# Exercise goal
Copy the lines below word for word, omitting the pictures.

[Excerpts from a dataset on pointing at objects]
──────────────────────────────

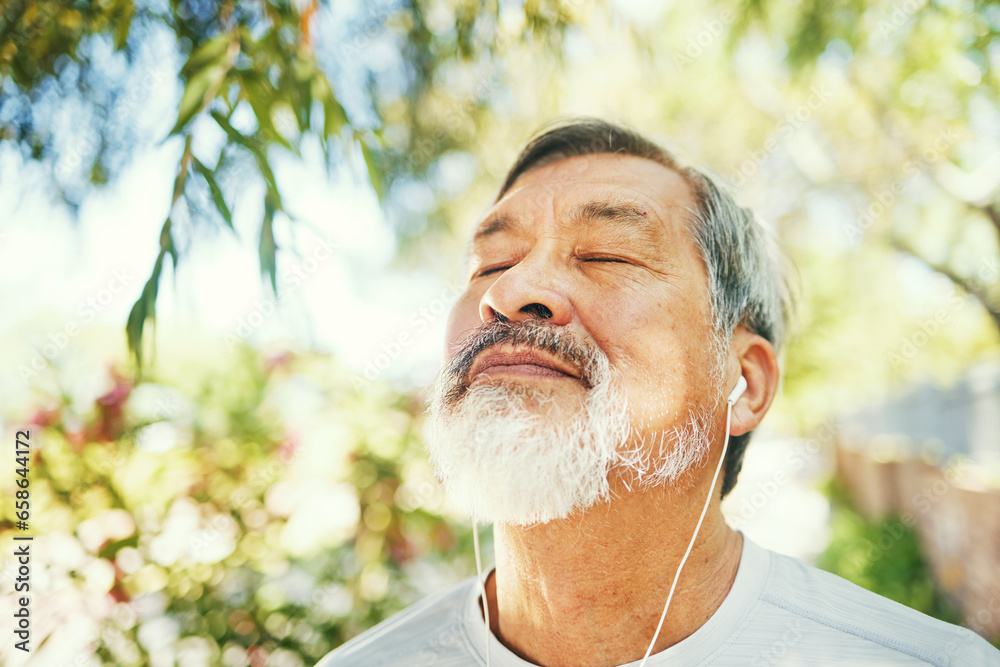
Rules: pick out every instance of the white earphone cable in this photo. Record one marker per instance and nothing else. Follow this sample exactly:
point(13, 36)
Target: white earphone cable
point(482, 586)
point(704, 511)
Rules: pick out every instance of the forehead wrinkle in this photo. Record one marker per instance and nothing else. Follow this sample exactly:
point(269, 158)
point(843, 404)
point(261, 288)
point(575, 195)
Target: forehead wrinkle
point(622, 214)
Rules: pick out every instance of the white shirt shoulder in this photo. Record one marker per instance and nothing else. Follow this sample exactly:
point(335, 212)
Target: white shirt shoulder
point(426, 633)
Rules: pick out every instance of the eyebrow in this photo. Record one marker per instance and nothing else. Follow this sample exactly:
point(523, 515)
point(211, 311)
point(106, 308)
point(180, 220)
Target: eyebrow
point(626, 213)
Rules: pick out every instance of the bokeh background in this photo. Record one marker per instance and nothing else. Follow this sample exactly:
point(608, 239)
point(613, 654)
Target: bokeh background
point(230, 234)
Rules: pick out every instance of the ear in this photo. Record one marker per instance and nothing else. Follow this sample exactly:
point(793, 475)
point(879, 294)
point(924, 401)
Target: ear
point(758, 363)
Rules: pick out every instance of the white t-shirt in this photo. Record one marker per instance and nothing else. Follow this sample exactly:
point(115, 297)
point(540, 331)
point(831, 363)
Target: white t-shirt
point(778, 612)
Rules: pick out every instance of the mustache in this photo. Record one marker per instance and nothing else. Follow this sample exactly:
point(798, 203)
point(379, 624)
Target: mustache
point(533, 333)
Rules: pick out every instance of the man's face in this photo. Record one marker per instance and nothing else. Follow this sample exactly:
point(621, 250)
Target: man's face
point(586, 308)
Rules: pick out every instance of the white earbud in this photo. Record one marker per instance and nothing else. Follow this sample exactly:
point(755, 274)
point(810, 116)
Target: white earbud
point(741, 386)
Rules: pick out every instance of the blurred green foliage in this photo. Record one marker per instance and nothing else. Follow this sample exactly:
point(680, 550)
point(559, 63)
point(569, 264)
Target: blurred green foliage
point(256, 72)
point(198, 513)
point(883, 556)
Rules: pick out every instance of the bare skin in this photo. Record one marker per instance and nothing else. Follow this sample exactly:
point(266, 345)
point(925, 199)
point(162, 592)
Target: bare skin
point(602, 243)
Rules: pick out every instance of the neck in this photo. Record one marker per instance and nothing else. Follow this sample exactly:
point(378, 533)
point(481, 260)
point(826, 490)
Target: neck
point(589, 589)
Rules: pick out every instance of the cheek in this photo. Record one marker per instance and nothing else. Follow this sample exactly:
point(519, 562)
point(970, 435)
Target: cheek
point(463, 319)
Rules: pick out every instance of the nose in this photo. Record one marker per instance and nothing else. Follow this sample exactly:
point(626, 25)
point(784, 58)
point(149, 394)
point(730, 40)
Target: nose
point(532, 288)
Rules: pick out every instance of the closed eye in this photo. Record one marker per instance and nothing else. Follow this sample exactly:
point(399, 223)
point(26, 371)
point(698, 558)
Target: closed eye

──────────────────────────────

# The result
Rules: pick out every instance of the white earphone cable in this photo. Record one marker per instance and nothing else. Follow this sample exactly:
point(13, 36)
Target: white earphone cable
point(482, 586)
point(704, 511)
Rules: pick out every instance of the forehead wrinkle in this photo. Record one marker per instance and nothing else. Follow this sample exactly:
point(269, 158)
point(843, 404)
point(261, 288)
point(575, 195)
Target: forehead wrinkle
point(622, 214)
Rules: pick out every instance of the white shirt shoulder in this photo. Record one marker per instance and nothing else. Follow this sample exactly:
point(335, 212)
Target: white shirt shoulder
point(426, 633)
Rules: pick out every instance of the eyebrow in this photo. Record one marker per instance and nothing else. Follow this sample exactly:
point(523, 515)
point(211, 311)
point(106, 308)
point(180, 220)
Target: eyebrow
point(626, 213)
Rules: pick out every instance of the bokeh background in this photo. Record one marker per instance and nothing else. Follow this sample exactly:
point(608, 239)
point(613, 654)
Target: bokeh background
point(230, 234)
Rules: pick out every instance of the ear in this photo. Record one marker per instance and nothing else. Follow this sample exactly:
point(793, 475)
point(879, 294)
point(924, 401)
Target: ear
point(758, 363)
Rules: pick out every instance of the white t-shirt in this photo. Record one marker per instance and nothing else. Follow this sample exactly:
point(115, 297)
point(540, 331)
point(831, 363)
Target: white t-shirt
point(778, 612)
Rules: pick out every instance of the mustache in this photo. Record one marker per instance and nothing else. Follow this sample exactly:
point(798, 203)
point(379, 624)
Target: mustache
point(533, 333)
Rules: pick out every instance of the man's face in this photo. Record one marker per instance and nothing else. Follow this sample exactly:
point(621, 250)
Target: man's face
point(586, 308)
Rules: pick out every instance of the white earbud in this photo. Record one marker per instance and nothing else. Follow this sample exactly:
point(755, 274)
point(810, 116)
Target: white earbud
point(741, 386)
Rules: pick out every instance of the blurred green foliage in this photo. Record one marker per instance and nothing else. Follow this sample exactly:
point(680, 550)
point(559, 63)
point(569, 264)
Target: blurred green foliage
point(256, 72)
point(198, 513)
point(883, 556)
Rules: pick out every instance of the bare skin in this photo. Record one marker per instance and nothing else. Follow this sample exactly:
point(266, 345)
point(925, 199)
point(162, 592)
Target: bare skin
point(602, 243)
Rules: pick out every instance of the neck in this photo. Record one marker per instance and nothing else. Follow this sample exactly:
point(378, 533)
point(481, 260)
point(826, 490)
Target: neck
point(589, 589)
Rules: pick out every instance of the cheek in this photo. Record one marker per instance and nothing else. Follow this sample exactly:
point(519, 562)
point(970, 435)
Target: cheek
point(463, 319)
Rules: pick out every instance of the nose in this photo. Record one marker per instance and nothing else. Follow this sample exactly:
point(626, 25)
point(784, 58)
point(149, 394)
point(730, 40)
Target: nose
point(532, 288)
Rules: pick out every instance of the closed eye in this photo. Record one marker per instance and nothing else. Follow this sample exactly:
point(399, 223)
point(26, 371)
point(698, 558)
Target: closed eye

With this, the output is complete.